Your task
Can you give the stretch of the page text from "The Strategic Materials" through "economy and military." again, swapping "military" for "armed forces"?

Page text
It is the policy of this Government to work for international action to reduce trade barriers. We have proposed to other countries a set of principles governing trade, and look forward to the successful conclusion of broad international arrangements embodying the essential principles of these proposals. Pending the conclusion of such arrangements, it is the policy of this Government to avoid taking measures that will raise barriers to trade or prejudice the objectives of the forthcoming discussions. We are asking other countries to follow similar policies.158

The United States is opposed to governmental policies fostering autarchy, for itself as well as for others. Encouragement of uneconomic domestic production and unjustified preferential treatment of domestic producers destroys trade and so undermines our national economic strength. A large volume of soundly based international trade is essential if we are to achieve prosperity in the United States, build a durable structure of world economy and attain our goal of world peace and security.159

The Strategic Materials Advisory Council is a Washington, DC-based non-profit organization comprised of former U.S. Government leaders and industry experts with significant experience with strategic and critical materials through decades of service in the public and private sector. The Council was formed with the clear objective to promote policy solutions that ensure continued access of both U.S. industry and military to those materials needed to support a robust 21st century economy and military.

Stored data

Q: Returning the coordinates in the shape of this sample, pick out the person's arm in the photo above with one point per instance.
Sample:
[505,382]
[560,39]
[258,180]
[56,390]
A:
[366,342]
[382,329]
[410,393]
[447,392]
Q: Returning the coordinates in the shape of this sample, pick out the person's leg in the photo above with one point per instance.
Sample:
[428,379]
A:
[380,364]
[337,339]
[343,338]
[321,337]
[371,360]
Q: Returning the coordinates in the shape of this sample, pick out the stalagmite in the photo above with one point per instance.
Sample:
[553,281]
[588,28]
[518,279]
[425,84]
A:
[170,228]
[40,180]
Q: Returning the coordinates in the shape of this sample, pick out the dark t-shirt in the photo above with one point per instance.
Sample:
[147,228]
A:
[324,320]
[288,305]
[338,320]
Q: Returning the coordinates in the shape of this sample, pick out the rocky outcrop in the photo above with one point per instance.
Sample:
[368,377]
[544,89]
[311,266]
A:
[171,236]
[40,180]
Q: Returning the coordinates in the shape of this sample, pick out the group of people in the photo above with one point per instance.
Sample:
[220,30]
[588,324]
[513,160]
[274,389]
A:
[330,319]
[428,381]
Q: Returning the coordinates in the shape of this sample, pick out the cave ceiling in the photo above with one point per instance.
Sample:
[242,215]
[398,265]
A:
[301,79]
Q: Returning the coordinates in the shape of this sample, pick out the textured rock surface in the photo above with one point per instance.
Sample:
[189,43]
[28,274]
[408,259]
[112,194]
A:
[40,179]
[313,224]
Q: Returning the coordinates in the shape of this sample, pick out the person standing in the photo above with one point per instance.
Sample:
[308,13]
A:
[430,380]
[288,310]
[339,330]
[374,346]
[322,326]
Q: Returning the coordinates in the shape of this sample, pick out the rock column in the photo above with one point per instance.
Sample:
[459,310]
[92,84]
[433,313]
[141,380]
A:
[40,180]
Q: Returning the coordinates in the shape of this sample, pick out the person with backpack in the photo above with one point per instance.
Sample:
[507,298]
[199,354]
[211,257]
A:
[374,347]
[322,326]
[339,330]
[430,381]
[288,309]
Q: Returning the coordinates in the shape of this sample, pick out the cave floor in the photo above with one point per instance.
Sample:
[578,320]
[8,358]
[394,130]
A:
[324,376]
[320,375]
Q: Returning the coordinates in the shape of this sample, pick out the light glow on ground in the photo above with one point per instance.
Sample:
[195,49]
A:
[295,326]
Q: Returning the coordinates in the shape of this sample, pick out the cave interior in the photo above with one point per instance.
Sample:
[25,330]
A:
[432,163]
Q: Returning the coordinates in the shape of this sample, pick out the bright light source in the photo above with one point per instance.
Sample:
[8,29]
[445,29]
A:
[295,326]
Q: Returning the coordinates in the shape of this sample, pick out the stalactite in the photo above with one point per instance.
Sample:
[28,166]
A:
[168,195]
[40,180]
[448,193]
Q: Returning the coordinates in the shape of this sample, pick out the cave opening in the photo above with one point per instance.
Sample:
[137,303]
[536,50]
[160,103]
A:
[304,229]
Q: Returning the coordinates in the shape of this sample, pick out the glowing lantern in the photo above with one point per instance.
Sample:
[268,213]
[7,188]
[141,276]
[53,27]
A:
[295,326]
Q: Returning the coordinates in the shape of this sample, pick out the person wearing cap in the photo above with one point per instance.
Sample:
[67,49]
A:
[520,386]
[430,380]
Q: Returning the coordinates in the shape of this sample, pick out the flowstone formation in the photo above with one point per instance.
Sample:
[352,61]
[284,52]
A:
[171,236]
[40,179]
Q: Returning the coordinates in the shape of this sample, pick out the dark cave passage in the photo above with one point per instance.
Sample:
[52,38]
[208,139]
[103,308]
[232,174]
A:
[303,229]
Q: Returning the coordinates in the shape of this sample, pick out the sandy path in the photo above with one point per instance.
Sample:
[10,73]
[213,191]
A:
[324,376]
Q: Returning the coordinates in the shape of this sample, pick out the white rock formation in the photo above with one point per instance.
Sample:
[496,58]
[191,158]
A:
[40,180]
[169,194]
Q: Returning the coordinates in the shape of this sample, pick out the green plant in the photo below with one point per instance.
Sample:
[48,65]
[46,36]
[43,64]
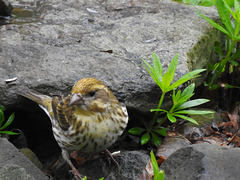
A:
[158,174]
[230,27]
[85,178]
[8,122]
[205,2]
[180,100]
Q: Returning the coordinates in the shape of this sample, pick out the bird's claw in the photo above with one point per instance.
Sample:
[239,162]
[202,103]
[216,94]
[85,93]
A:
[76,174]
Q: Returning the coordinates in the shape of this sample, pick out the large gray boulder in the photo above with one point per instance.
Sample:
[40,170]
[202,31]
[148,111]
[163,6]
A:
[69,40]
[15,166]
[203,162]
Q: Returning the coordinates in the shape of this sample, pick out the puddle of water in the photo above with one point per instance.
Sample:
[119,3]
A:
[22,13]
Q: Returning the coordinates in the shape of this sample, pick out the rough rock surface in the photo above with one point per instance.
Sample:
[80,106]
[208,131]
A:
[131,164]
[203,162]
[65,41]
[14,165]
[5,8]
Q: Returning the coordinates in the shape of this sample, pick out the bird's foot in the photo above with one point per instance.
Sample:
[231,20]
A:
[76,174]
[111,156]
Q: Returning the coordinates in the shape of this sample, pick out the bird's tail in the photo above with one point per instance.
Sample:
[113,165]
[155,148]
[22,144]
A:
[36,97]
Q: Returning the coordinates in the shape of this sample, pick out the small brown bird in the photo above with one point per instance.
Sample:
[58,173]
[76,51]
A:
[88,120]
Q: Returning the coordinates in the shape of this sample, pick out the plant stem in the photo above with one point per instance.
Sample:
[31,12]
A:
[157,112]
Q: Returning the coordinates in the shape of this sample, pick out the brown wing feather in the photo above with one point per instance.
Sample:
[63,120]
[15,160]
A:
[62,112]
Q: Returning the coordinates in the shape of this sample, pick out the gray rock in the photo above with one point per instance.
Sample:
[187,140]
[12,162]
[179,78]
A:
[69,40]
[14,172]
[203,162]
[5,8]
[130,167]
[15,166]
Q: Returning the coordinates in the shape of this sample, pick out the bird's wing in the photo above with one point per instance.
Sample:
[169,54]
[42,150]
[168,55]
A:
[44,101]
[62,112]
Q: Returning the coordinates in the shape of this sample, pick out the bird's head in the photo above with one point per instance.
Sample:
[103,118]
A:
[91,94]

Answer to the exercise
The Strategic Materials Advisory Council is a Washington, DC-based non-profit organization comprised of former U.S. Government leaders and industry experts with significant experience with strategic and critical materials through decades of service in the public and private sector. The Council was formed with the clear objective to promote policy solutions that ensure continued access of both U.S. industry and armed forces to those materials needed to support a robust 21st century economy and armed forces.